About this exercise ->
Please answer these questions using the endometriosis post below.
(a) How long ago was the writer diagnosed?
(b) How long ago did the writer start the Lupron shot?
(c) What did the doctor prescribe to counteract osteoporosis?

Excerpt provided ->
********************

I just joined a few minutes ago.
I got diagnosed about 3 years ago, but I wasn't told by the doctor. I found out when my second opinion was reviewing the surgery records from my fibroid being removed. It has been a tough journey.
My husband and I have been together 7 years and married for 3. This has been very difficult for us, straining to say the least. My patience doesn't exist when I am having a "bad ouchie day" as we call it around here.
For most of this disease, I have had no idea. Just trying to get each symptom resolved individually, because every doctor I went to told me everything was in my head. I finally started the Lupron shot 7 months ago, and have found the most SWEET relief of my lifetime. That is a birth control shot that can either be done in 1 month or 3 month set.
My husband and I have been actively pursuing my getting pregnant. The endometriosis has completely blocked my tubes inside and out, along with my uterus. We have discussed adoption, started Invitro but are having issues with funds, and even discussed having my uterus removed recently. It seems though, our desire is in having our "own" baby as naturally as we can, which means INVITRO.
My ultimate dilemma and point, is I always thought having a baby would be easy, and its proving to be one of the hardest decisions of my life. As I mentioned before, the Lupron has brought more peace and relief to my marriage than we have been able to experience in the past 6 years. Relief we needed. And now, we have an appointment with our second attempt at starting Invitro (since we had been undecided and put things on hold), and I am on the second day without the overlapping Lupron shot.
I am terrified at the process. The process of coming off of the shot, everything I am going to experience at once (all 10 horrible symptoms) while we wait for the Lupron to completely leave my system and start everything involved with invitro. I am terrified of the pain, the lack of sleep, the time I will most likely miss from work, the day to day building of pain, the strain it will then cause on our relationship, because my patience goes from 200% to -10% and you notice pretty quickly.
Sigh....I am scared and there is no way around it, we want a baby and this is how we want it. Our thoughts and what we have been told is that getting pregnant will actually help with the endometriosis and may resolve it completely.
I just feel so alone in this, and how I feel, and how invisible the symptoms are, and how I recently found relief after so many years and that is no longer an option, because regardless the shot is only meant to be taken for 6 months before you start to face Osteoporosis. The doctor put me on oral Estrogen to counteract that. I still find myself wanting at least 1 more month of Lupron.
I don't know what I expect, I just know I have to talk about it. Anyone going through anything similar or have thoughts, or suggestions?

********************

(Saved entries)
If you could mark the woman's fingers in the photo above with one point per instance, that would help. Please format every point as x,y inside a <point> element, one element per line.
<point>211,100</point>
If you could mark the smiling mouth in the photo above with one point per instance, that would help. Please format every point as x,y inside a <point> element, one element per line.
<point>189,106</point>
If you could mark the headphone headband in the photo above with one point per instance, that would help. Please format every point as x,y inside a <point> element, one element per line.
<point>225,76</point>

********************

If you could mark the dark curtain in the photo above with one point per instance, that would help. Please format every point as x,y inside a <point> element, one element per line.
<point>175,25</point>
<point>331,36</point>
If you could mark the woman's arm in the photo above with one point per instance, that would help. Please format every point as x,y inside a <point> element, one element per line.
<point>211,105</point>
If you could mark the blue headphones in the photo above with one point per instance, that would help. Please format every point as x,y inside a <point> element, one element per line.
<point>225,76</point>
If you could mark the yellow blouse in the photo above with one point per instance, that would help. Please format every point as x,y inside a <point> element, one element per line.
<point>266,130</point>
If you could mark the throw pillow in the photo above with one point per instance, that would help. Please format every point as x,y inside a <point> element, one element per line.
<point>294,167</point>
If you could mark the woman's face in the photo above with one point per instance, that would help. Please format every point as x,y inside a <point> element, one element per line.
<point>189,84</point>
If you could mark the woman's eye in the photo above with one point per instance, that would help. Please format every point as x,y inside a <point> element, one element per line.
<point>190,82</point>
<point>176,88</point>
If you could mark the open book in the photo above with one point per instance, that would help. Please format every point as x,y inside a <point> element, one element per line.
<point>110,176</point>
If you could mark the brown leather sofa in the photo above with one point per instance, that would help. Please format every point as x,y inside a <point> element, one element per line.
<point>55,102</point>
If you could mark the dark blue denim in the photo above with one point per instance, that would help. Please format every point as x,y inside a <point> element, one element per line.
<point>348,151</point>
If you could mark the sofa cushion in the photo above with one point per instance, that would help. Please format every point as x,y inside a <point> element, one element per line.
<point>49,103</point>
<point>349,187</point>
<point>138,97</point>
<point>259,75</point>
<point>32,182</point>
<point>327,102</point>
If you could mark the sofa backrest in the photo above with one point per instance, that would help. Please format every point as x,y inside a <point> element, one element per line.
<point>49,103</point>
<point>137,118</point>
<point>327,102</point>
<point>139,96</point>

********************

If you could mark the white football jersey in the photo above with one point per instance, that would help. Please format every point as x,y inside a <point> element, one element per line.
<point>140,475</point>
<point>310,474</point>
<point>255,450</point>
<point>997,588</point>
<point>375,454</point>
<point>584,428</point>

********************

Result of this task ->
(a) About 3 years ago.
(b) 7 months ago.
(c) Oral estrogen.